■ **ACTIVITY**
Locate every row that contains the string "block" and copy those rows.

ENTRIES SHOWN START

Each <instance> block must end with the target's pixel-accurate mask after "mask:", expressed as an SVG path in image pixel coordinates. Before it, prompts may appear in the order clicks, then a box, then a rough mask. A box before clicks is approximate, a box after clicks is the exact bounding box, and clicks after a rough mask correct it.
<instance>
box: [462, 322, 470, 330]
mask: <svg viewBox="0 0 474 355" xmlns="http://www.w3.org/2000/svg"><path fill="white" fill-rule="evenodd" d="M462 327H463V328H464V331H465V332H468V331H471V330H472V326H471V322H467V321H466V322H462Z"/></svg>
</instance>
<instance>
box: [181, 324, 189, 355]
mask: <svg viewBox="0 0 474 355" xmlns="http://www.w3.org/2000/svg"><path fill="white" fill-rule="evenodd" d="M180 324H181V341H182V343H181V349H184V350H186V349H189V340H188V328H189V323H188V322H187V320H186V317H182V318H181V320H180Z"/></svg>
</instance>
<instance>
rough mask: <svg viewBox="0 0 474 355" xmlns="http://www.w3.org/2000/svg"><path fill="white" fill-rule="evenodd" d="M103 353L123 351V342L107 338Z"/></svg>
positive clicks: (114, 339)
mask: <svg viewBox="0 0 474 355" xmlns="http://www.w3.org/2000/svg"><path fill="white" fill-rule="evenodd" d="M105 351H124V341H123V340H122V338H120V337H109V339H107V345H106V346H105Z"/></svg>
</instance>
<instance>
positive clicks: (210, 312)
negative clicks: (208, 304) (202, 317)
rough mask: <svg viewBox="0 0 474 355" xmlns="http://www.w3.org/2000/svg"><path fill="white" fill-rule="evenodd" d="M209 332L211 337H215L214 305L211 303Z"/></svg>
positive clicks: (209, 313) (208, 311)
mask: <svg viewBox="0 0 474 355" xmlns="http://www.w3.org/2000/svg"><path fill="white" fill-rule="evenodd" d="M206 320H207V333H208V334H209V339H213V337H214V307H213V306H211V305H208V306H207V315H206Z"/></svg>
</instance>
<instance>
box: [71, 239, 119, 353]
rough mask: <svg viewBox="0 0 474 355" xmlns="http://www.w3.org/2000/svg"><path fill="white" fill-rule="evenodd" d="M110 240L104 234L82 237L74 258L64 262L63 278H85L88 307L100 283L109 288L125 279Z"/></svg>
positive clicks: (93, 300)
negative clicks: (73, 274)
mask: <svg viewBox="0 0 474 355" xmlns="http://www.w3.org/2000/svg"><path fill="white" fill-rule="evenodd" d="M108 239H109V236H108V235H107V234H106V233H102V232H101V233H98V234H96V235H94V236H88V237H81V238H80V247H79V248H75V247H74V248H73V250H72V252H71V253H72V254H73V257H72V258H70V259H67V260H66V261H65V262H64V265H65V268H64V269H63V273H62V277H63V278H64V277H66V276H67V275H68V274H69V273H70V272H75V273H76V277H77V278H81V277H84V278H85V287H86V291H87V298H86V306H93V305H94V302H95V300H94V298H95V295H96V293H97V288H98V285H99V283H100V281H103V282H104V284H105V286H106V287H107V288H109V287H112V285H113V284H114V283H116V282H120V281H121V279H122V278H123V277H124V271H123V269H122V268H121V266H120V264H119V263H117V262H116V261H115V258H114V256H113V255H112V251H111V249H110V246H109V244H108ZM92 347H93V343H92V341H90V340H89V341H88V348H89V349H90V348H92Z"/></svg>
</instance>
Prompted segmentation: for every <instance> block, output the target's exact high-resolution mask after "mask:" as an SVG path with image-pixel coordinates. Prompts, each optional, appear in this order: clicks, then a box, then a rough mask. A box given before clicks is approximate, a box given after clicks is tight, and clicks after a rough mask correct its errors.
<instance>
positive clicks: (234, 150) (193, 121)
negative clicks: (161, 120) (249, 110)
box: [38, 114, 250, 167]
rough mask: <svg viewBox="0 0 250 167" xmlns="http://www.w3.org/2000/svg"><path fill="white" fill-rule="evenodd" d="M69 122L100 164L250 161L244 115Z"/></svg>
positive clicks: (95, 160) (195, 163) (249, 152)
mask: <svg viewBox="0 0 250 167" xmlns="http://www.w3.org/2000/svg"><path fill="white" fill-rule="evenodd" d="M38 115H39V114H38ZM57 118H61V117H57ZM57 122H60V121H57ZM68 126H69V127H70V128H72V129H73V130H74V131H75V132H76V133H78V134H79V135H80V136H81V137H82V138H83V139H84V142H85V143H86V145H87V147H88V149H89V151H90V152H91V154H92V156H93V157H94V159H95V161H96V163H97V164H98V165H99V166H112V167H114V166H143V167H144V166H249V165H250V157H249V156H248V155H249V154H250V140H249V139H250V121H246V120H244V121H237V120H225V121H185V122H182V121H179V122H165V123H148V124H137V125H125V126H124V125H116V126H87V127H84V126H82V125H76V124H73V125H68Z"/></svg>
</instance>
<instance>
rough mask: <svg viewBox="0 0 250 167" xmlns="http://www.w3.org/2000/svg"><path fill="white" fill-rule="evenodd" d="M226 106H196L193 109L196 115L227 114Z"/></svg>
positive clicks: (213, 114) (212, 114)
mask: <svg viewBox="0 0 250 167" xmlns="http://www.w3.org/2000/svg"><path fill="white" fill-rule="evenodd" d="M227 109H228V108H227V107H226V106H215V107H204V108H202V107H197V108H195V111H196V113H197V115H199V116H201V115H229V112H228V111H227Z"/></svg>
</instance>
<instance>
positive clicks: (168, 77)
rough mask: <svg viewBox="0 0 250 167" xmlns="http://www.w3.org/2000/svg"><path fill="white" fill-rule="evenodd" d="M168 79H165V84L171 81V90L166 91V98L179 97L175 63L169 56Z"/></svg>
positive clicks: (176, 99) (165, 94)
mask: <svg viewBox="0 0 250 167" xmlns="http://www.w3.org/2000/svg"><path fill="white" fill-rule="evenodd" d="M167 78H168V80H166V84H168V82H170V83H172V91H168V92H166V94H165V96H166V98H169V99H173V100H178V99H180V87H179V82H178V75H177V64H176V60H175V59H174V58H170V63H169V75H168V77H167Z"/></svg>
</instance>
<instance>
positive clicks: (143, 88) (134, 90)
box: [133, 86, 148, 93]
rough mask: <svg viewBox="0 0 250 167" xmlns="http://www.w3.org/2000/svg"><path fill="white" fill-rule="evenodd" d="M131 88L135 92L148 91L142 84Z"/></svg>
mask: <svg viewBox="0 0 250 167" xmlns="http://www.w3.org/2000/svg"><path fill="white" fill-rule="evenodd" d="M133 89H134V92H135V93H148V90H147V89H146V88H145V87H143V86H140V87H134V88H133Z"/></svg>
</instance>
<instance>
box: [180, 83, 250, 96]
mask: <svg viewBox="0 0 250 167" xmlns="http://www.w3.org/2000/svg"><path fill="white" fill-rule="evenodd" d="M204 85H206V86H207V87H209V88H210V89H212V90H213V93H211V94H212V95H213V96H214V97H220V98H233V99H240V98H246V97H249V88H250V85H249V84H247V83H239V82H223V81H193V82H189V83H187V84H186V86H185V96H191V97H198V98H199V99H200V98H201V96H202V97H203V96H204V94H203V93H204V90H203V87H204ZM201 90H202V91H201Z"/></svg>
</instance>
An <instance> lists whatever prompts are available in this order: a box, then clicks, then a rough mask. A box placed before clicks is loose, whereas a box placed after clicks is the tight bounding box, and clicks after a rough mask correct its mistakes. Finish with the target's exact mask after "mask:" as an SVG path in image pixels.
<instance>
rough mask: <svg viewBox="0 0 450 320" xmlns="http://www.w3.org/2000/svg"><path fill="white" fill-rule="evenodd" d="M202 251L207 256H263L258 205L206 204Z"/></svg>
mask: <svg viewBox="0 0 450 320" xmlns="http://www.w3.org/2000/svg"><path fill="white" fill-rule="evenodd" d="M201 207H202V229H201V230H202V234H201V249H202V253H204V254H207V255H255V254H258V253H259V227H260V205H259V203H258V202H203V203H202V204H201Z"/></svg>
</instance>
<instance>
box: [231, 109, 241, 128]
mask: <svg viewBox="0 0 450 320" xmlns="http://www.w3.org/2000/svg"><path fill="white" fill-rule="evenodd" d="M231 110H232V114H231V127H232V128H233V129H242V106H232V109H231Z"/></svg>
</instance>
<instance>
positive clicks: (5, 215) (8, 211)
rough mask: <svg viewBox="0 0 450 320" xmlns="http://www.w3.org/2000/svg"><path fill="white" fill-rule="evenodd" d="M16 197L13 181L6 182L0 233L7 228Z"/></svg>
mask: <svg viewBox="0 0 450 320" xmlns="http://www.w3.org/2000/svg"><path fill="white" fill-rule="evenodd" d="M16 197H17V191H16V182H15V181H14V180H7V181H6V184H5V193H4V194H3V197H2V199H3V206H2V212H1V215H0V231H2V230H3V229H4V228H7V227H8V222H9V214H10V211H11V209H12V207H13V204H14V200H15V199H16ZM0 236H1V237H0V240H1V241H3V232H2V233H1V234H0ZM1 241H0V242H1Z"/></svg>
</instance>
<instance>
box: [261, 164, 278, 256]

ENTRIES SHOWN END
ENTRIES SHOWN START

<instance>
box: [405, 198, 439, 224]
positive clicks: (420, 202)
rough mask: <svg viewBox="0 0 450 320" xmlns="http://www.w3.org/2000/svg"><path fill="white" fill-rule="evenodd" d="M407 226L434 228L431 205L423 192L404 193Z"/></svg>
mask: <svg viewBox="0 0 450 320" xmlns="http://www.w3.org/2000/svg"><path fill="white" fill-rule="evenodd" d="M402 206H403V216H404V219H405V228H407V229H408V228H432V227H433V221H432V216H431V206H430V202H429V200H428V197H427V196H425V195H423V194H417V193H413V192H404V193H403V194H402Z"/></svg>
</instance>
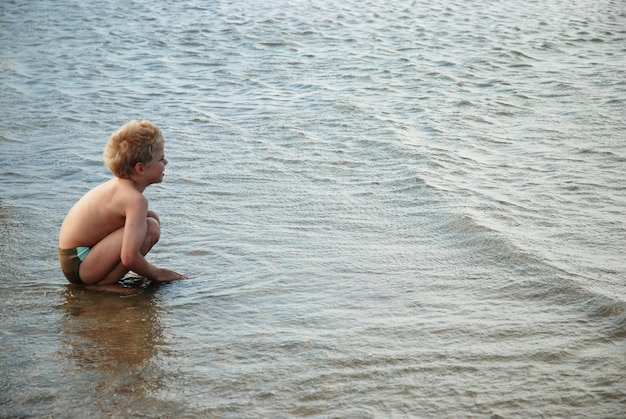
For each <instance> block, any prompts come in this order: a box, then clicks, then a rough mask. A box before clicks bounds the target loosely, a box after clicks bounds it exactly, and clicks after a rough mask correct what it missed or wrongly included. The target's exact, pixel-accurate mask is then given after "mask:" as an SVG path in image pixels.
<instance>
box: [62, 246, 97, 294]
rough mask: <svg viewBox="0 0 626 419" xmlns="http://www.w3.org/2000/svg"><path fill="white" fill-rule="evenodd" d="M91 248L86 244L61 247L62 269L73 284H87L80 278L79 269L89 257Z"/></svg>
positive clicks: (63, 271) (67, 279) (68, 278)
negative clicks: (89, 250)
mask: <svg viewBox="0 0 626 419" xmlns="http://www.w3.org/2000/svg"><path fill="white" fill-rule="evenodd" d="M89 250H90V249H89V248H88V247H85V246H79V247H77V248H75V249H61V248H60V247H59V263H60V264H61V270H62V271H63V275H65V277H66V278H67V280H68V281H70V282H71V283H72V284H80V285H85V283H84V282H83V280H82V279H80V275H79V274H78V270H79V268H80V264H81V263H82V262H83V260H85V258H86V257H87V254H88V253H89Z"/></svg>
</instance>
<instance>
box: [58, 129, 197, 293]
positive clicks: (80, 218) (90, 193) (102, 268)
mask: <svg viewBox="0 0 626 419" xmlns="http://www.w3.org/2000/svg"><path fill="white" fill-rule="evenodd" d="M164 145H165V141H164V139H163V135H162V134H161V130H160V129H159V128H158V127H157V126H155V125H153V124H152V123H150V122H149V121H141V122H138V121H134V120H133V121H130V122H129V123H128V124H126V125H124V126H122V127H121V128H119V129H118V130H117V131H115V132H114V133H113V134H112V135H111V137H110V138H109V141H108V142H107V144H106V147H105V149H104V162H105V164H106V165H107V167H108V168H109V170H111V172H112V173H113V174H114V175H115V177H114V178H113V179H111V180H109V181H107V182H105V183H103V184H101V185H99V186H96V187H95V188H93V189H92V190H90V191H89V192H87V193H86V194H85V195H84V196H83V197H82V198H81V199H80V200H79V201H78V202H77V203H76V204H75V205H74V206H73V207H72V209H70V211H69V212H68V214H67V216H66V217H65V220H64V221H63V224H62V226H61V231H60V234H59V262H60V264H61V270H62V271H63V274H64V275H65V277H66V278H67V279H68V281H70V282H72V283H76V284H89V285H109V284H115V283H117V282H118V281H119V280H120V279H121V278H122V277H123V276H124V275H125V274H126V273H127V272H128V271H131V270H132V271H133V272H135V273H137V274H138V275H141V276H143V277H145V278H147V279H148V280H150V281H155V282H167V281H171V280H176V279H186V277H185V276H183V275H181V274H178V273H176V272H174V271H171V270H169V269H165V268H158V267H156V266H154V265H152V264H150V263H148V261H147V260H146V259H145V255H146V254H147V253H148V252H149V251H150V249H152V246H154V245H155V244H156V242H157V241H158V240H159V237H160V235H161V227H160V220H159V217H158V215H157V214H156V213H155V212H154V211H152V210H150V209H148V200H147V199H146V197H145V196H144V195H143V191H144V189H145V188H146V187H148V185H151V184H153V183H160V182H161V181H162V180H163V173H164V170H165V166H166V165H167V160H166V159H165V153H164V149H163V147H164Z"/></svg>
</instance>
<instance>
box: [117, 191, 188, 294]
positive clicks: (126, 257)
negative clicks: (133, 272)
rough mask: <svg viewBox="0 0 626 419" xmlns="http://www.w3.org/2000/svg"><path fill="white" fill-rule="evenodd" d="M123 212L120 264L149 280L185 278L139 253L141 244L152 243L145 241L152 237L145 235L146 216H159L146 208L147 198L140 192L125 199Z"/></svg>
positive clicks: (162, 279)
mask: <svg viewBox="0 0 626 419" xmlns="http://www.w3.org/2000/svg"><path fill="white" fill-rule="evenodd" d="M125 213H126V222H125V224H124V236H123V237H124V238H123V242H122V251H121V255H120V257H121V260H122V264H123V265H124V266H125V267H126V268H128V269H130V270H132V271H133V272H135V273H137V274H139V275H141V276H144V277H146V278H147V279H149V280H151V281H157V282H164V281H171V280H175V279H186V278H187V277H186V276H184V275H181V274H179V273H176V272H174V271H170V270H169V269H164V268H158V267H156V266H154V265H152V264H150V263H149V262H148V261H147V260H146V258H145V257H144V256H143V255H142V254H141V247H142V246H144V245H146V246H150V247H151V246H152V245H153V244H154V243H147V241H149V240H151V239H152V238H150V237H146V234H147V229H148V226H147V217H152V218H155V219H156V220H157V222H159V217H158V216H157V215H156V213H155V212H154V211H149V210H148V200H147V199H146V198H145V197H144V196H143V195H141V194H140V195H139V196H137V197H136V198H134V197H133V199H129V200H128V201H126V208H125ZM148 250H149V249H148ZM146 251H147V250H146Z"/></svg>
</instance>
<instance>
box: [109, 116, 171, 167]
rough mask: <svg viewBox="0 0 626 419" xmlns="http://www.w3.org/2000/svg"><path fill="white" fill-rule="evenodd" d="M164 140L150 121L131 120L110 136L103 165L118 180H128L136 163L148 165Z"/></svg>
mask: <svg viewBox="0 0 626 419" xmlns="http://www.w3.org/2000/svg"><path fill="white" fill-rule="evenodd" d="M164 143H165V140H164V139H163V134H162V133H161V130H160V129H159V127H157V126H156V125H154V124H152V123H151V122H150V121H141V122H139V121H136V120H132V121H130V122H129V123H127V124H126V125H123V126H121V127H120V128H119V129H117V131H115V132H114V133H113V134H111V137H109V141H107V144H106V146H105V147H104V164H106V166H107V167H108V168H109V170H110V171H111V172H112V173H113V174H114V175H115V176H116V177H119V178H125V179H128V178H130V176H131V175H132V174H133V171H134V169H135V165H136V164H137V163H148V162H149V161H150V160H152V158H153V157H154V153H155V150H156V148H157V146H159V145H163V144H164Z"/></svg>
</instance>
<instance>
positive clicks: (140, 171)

ENTRIES SHOWN END

■ **ANSWER**
Each <instance> block must end with the target's pixel-accurate mask after "mask:", expressed as an SVG path in image pixel coordinates. Before it, prompts may appear in the order clicks, then a box, then a rough mask. A box before clicks is approximate, a box after clicks is the exact bounding box, and clicks after a rough mask correct it.
Prompted segmentation: for every <instance> block, output the target's exact high-resolution mask after "mask:" as an SVG path with image-pixel coordinates. Prompts, each optional, appear in this order: clicks, then a box, then a rough mask. A box given before clicks is approximate, a box given after clicks is tight, and clicks after a rough mask correct its errors.
For each <instance> block, any prompts come in this order: a box, then clicks, then a rough mask. A box before clicks bounds the target loosely, a box after clicks bounds it exactly, and clicks after a rough mask correct what it missed or wrongly included. The target's exact, pixel-accurate mask is then given after "mask:" as an SVG path in image pixels.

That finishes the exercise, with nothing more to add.